*TEXT SECTION:*
----
Trump and his Cabinet have been warming to the phrase regime change since the start of his second term. It’s a marked shift from what he campaigned on. As far back as his acceptance speech at the Republican National Convention in 2016, he was calling for the country to “abandon the failed policy of nation building and regime change,” and he reiterated those views in his most recent bid for reelection. Last year, around the time Trump decided to bomb Iran’s nuclear facilities, he called those two words “not politically correct,” seeming to understand their rhetorical link to America’s failed “forever wars” during the 2000s and 2010s. Yet in the same Truth Social post, he started coming around to the phrase: “But if the current Iranian Regime is unable to MAKE IRAN GREAT AGAIN, why wouldn’t there be a Regime change??? MIGA!!!” In the weeks leading up to last month’s attack on Iran, Trump said that regime change would be “the best thing that could happen” to the country.
With his comments this weekend, Trump is casting regime change as a mark of progress in the war. He is signaling—perhaps in the hope of calming down oil markets—that the United States has already achieved an important victory. At the same time, he’s dramatically escalating the conflict in other ways, threatening the complete destruction of some of Iran’s most crucial energy infrastructure as the Pentagon prepares for weeks of ground operations. But regime change hasn’t actually happened. Although American and Israeli attacks have taken out key Iranian leaders, their replacements are still very much part of the existing system.
----
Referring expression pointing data

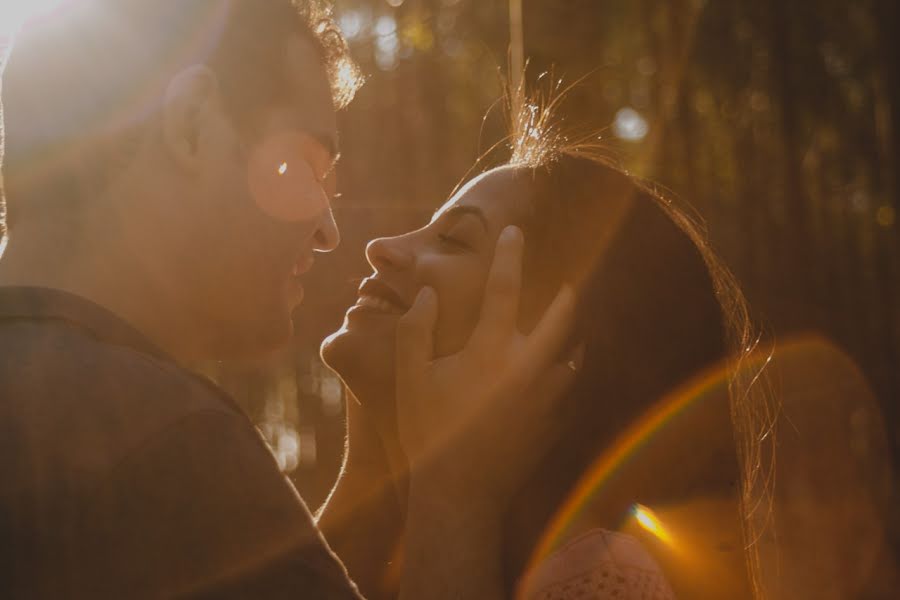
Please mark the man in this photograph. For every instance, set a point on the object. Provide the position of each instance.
(167, 172)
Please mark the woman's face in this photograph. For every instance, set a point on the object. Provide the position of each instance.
(451, 254)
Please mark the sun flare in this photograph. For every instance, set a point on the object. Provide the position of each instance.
(14, 12)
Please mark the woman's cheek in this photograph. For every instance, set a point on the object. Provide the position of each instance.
(458, 311)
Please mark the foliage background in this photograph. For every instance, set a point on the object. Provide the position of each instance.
(778, 120)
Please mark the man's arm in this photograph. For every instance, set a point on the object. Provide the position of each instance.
(202, 509)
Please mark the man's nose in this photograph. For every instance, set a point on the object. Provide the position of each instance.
(390, 253)
(327, 235)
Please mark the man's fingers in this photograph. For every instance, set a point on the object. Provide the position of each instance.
(415, 334)
(500, 309)
(546, 341)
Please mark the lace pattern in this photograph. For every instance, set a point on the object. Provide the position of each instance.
(599, 565)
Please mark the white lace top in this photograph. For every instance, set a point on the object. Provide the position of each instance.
(599, 565)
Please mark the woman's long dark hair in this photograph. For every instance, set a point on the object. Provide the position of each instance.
(657, 306)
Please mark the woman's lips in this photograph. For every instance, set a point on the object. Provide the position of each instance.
(379, 305)
(377, 297)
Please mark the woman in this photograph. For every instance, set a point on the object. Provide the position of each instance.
(655, 308)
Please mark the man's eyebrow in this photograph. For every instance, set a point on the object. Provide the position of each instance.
(460, 210)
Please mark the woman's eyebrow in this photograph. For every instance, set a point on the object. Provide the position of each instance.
(460, 210)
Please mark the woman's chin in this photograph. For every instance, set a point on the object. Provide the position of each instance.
(364, 363)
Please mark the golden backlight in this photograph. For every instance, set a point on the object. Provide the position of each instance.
(14, 12)
(649, 521)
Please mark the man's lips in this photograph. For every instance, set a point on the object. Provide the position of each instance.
(377, 296)
(302, 266)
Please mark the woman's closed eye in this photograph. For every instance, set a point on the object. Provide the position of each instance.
(462, 236)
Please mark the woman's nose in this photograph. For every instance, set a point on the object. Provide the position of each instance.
(389, 254)
(327, 236)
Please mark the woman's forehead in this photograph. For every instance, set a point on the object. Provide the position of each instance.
(502, 194)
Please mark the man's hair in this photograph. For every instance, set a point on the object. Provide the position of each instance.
(77, 84)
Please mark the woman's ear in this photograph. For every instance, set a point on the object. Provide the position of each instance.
(190, 99)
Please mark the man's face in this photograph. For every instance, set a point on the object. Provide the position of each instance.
(262, 212)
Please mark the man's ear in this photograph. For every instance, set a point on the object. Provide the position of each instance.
(190, 98)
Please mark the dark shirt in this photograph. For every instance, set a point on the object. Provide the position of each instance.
(125, 476)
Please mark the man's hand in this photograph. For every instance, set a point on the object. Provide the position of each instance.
(476, 422)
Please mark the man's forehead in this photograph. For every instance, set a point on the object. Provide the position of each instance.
(310, 98)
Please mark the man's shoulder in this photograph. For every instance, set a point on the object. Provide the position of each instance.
(61, 389)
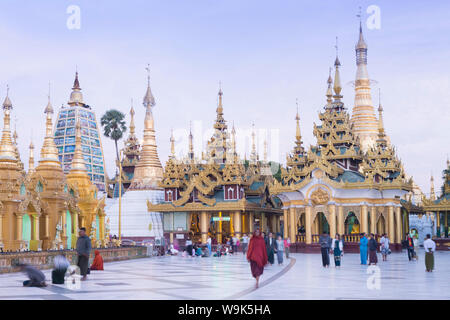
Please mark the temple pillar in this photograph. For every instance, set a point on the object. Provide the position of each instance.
(204, 226)
(391, 230)
(308, 225)
(364, 222)
(332, 218)
(19, 220)
(341, 223)
(251, 221)
(398, 221)
(237, 224)
(285, 223)
(373, 219)
(292, 225)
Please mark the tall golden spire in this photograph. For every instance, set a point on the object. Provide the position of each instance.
(172, 146)
(191, 144)
(329, 90)
(148, 172)
(49, 153)
(132, 125)
(220, 121)
(31, 159)
(432, 194)
(253, 154)
(6, 146)
(78, 165)
(76, 97)
(364, 121)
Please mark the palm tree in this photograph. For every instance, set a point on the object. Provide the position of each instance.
(114, 127)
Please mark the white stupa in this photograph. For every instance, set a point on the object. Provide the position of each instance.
(136, 222)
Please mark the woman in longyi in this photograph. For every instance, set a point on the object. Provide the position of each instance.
(257, 255)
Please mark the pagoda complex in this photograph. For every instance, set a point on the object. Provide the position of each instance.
(92, 152)
(217, 195)
(143, 171)
(438, 209)
(129, 161)
(336, 186)
(42, 208)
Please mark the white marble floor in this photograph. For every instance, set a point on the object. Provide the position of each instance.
(228, 277)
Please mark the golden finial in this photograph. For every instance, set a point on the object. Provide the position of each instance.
(132, 125)
(6, 146)
(31, 158)
(172, 145)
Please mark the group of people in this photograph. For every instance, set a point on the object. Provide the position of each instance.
(331, 246)
(36, 277)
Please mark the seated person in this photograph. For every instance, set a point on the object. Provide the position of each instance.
(97, 264)
(58, 273)
(35, 276)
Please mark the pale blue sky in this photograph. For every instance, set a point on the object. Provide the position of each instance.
(266, 53)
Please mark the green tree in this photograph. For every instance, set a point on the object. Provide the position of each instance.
(114, 126)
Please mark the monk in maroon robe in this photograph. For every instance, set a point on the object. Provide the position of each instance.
(257, 255)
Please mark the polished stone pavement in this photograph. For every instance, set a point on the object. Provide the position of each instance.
(228, 277)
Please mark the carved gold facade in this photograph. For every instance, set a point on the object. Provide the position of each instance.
(219, 186)
(335, 186)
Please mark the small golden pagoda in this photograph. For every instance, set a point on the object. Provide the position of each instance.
(218, 195)
(439, 208)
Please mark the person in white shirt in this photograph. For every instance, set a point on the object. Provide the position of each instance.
(429, 246)
(244, 244)
(384, 246)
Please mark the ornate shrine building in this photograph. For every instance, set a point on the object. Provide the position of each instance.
(338, 188)
(91, 143)
(143, 171)
(218, 195)
(42, 208)
(438, 209)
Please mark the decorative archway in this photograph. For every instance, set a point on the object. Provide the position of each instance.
(381, 225)
(352, 225)
(320, 224)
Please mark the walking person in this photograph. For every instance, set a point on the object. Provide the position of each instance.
(189, 246)
(337, 247)
(429, 246)
(372, 245)
(83, 250)
(257, 255)
(270, 245)
(410, 246)
(244, 243)
(287, 244)
(325, 244)
(208, 243)
(280, 250)
(384, 247)
(363, 249)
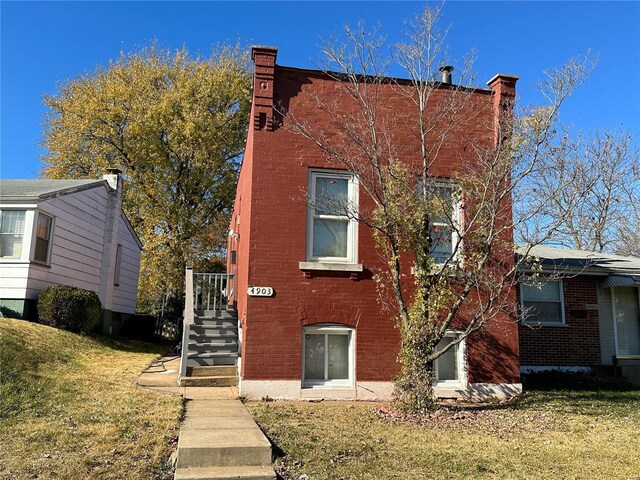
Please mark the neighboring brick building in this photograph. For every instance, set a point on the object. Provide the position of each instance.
(322, 333)
(587, 317)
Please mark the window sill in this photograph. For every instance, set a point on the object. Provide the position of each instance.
(41, 264)
(24, 262)
(336, 267)
(327, 386)
(543, 324)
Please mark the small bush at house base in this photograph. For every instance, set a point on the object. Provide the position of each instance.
(69, 308)
(578, 381)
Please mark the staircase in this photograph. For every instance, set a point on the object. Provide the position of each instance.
(210, 332)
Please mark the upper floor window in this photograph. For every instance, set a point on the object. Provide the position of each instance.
(448, 368)
(43, 238)
(11, 233)
(443, 205)
(542, 302)
(116, 273)
(331, 228)
(328, 356)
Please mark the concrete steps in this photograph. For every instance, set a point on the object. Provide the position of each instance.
(213, 341)
(225, 473)
(219, 440)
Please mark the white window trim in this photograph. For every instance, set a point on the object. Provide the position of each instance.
(352, 227)
(525, 321)
(461, 365)
(456, 217)
(34, 238)
(27, 234)
(336, 330)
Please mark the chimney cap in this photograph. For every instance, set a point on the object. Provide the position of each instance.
(503, 76)
(263, 49)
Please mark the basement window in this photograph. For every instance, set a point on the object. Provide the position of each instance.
(449, 367)
(328, 356)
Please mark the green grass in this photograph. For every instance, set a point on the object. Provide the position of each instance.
(69, 407)
(546, 435)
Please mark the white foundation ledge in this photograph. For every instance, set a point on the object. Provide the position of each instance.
(334, 267)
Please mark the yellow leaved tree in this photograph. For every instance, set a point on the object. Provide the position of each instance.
(175, 125)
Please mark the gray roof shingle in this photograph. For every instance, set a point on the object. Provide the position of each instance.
(43, 188)
(591, 262)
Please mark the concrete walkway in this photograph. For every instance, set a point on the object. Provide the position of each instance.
(218, 438)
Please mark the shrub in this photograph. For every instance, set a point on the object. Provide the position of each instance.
(69, 308)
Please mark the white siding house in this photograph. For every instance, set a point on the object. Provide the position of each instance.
(67, 232)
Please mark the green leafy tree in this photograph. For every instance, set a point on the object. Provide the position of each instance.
(176, 126)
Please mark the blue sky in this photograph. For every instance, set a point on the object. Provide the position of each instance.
(44, 43)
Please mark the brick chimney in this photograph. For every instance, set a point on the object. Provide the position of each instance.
(264, 59)
(504, 98)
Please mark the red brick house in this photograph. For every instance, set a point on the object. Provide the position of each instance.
(310, 325)
(587, 315)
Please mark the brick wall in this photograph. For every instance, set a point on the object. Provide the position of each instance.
(575, 344)
(272, 238)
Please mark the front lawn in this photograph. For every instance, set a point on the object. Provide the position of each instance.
(69, 407)
(579, 434)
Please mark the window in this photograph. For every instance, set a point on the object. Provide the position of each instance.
(11, 233)
(116, 275)
(542, 302)
(443, 199)
(43, 238)
(327, 356)
(332, 229)
(448, 368)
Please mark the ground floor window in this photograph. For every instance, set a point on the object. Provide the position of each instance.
(328, 356)
(626, 320)
(449, 367)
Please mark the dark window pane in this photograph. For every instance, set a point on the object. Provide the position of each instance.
(330, 238)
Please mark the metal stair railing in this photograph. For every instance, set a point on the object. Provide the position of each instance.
(212, 291)
(189, 317)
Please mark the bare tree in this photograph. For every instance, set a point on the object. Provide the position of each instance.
(445, 234)
(602, 169)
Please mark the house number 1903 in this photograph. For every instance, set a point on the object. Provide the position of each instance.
(260, 291)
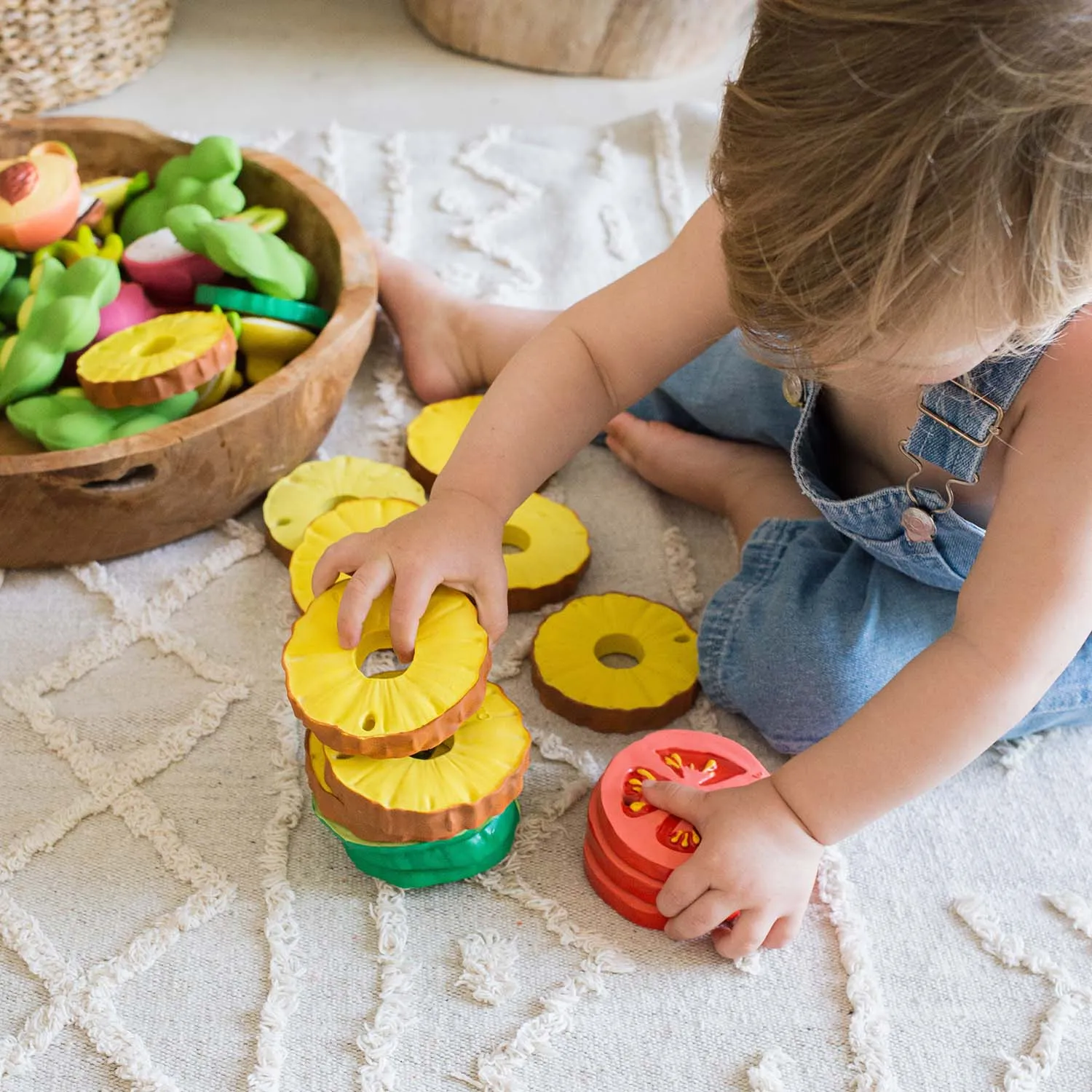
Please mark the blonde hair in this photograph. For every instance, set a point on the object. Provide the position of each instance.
(879, 157)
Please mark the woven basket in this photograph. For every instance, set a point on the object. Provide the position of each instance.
(55, 52)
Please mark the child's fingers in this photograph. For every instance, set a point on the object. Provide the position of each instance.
(344, 556)
(746, 936)
(412, 593)
(683, 801)
(685, 886)
(784, 930)
(493, 605)
(365, 585)
(701, 917)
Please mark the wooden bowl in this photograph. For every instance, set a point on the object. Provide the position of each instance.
(129, 495)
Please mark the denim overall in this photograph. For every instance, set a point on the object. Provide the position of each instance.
(825, 613)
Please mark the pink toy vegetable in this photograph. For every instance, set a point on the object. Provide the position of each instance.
(166, 269)
(131, 308)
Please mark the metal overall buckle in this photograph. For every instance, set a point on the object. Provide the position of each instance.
(919, 522)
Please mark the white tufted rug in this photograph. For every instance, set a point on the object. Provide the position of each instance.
(172, 915)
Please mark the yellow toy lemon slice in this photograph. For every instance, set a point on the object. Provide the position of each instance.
(157, 360)
(458, 786)
(572, 670)
(391, 714)
(550, 553)
(349, 518)
(432, 435)
(316, 487)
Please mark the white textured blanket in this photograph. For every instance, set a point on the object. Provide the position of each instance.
(173, 917)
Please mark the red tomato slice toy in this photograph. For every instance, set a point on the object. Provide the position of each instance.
(631, 847)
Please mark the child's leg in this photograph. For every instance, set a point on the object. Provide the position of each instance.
(450, 345)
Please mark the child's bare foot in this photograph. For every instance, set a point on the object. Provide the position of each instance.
(747, 483)
(432, 323)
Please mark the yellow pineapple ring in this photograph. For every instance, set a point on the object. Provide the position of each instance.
(349, 518)
(552, 553)
(432, 435)
(458, 786)
(157, 360)
(316, 487)
(572, 679)
(391, 714)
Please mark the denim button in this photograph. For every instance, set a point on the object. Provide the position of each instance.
(919, 526)
(792, 389)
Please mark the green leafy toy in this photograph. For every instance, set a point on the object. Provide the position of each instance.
(205, 177)
(8, 262)
(59, 318)
(264, 259)
(12, 296)
(69, 419)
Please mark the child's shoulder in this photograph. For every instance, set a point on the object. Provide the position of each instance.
(1059, 393)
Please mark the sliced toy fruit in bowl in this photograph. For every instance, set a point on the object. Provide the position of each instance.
(149, 363)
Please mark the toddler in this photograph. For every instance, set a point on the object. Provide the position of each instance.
(865, 349)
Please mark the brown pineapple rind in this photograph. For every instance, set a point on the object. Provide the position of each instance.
(151, 389)
(376, 823)
(533, 598)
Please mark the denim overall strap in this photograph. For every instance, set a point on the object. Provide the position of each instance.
(959, 419)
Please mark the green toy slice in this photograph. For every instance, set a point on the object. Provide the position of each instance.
(266, 261)
(251, 303)
(68, 419)
(426, 864)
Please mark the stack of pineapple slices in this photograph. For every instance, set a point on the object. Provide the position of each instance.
(415, 768)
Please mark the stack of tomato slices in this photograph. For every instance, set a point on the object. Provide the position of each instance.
(631, 847)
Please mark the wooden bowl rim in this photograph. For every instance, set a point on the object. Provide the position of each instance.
(358, 296)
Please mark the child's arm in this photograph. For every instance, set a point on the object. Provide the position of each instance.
(1024, 614)
(592, 362)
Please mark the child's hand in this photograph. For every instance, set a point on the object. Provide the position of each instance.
(454, 539)
(755, 858)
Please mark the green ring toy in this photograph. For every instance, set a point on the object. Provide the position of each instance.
(253, 303)
(427, 864)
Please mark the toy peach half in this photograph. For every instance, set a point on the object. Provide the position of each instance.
(458, 786)
(389, 714)
(166, 269)
(39, 199)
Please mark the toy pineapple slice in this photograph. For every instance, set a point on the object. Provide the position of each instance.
(574, 674)
(458, 786)
(349, 518)
(390, 714)
(432, 435)
(317, 487)
(157, 360)
(547, 553)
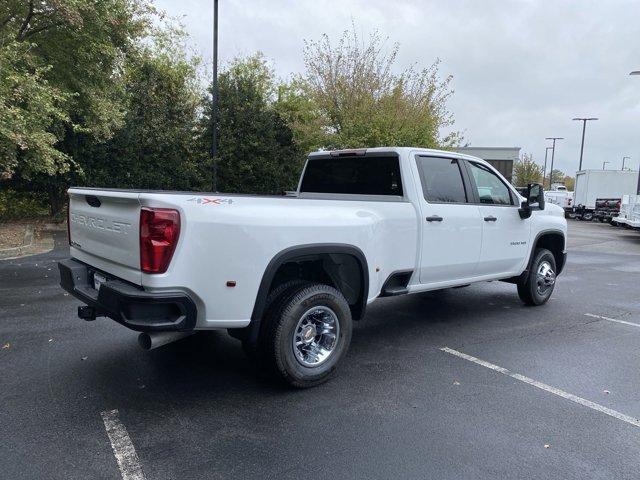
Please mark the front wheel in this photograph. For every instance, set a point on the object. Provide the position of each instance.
(538, 285)
(307, 335)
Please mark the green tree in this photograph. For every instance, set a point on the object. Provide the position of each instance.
(29, 107)
(79, 47)
(526, 171)
(359, 100)
(257, 152)
(155, 148)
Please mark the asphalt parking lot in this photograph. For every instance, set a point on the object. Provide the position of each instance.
(401, 407)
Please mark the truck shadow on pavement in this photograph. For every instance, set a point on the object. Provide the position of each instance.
(212, 365)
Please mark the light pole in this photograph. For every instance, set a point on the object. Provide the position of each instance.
(584, 127)
(553, 154)
(214, 97)
(637, 72)
(544, 171)
(623, 159)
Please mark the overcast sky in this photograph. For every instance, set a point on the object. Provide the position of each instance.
(521, 69)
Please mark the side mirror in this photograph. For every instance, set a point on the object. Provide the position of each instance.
(534, 200)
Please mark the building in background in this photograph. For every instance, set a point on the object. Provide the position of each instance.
(501, 158)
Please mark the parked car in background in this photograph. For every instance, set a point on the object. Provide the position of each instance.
(594, 184)
(607, 209)
(629, 215)
(559, 195)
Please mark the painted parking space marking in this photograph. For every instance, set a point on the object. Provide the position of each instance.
(547, 388)
(122, 446)
(623, 322)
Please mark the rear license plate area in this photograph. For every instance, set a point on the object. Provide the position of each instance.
(98, 280)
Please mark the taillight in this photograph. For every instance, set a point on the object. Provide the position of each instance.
(159, 232)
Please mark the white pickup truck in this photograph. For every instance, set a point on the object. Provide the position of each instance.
(288, 275)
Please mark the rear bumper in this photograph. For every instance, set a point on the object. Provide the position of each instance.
(126, 303)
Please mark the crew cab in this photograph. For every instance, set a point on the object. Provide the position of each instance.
(288, 275)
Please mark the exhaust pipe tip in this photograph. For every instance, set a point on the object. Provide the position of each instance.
(144, 340)
(152, 340)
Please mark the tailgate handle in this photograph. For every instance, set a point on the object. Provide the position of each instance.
(93, 200)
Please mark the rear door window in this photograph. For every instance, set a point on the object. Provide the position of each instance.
(441, 180)
(491, 190)
(362, 175)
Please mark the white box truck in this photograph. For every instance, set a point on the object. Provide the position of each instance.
(594, 184)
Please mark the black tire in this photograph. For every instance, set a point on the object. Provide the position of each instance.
(281, 322)
(252, 349)
(529, 290)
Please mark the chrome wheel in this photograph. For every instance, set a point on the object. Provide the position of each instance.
(316, 336)
(545, 278)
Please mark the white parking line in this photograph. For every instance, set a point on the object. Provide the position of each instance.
(123, 449)
(547, 388)
(624, 322)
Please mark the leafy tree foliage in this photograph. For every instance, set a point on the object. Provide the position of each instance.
(72, 52)
(29, 107)
(101, 93)
(359, 101)
(256, 149)
(526, 171)
(155, 148)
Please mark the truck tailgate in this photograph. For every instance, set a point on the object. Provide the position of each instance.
(104, 230)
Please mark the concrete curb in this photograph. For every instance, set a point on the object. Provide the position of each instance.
(27, 243)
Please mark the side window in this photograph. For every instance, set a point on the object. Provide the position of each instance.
(491, 190)
(441, 180)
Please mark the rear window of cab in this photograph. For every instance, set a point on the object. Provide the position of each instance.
(357, 175)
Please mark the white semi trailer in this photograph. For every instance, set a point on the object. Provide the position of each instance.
(593, 184)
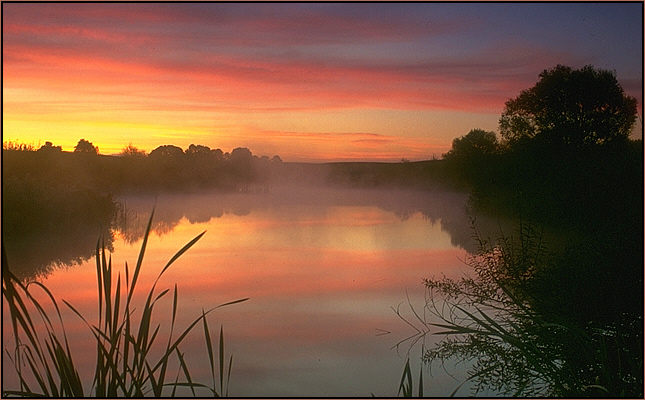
----
*PROBLEMS TO SOLVE:*
a – Please rewrite the passage on Trump and regime change from "With his comments" to "the existing system.", putting "the Defense Department" in place of "the Pentagon".
b – Extend the passage on Trump and regime change past its final sentence.

*RESULTS BY TASK:*
a –
With his comments this weekend, Trump is casting regime change as a mark of progress in the war. He is signaling—perhaps in the hope of calming down oil markets—that the United States has already achieved an important victory. At the same time, he’s dramatically escalating the conflict in other ways, threatening the complete destruction of some of Iran’s most crucial energy infrastructure as the Defense Department prepares for weeks of ground operations. But regime change hasn’t actually happened. Although American and Israeli attacks have taken out key Iranian leaders, their replacements are still very much part of the existing system.

b –
Iran’s supreme leader is now the cleric Mojtaba Khamenei, a son of former Supreme Leader Ali Khamenei, who was assassinated late last month. Other officials who have been killed, such as the heads of the Supreme National Security Council and the Islamic Revolutionary Guard Corps, have been replaced via the typical governmental channels—that is, by the Iranian president and his associates. (Trump has claimed that Mojtaba is seriously wounded, but on Sunday, the Iranian government transmitted a defiant message, purportedly written by him, through state media.) Iran’s government is the same theocracy it has been since the revolution of 1979 and the overthrow of the shah. That any of these new appointees have meaningfully different attitudes toward the U.S. than past leaders did is, despite Trump’s assurances, far from certain.
People often use regime to refer to the government of a single political leader—particularly one they dislike, or who was not elected democratically—but as my colleague David Graham helpfully explained last week, regime actually refers to a system of governance that doesn’t always change when the head of state does. “One could argue,” he wrote, “that the U.S. has had the same ‘regime’ since 1789, when the Constitution entered into force and George Washington became president.” Arash Azizi, a scholar of Iranian history and a contributing writer at The Atlantic, told me that “the war and decapitations have affected the internal factional balance, but they haven’t changed the regime. There is arguably even more regime cohesion now than there was before the war.”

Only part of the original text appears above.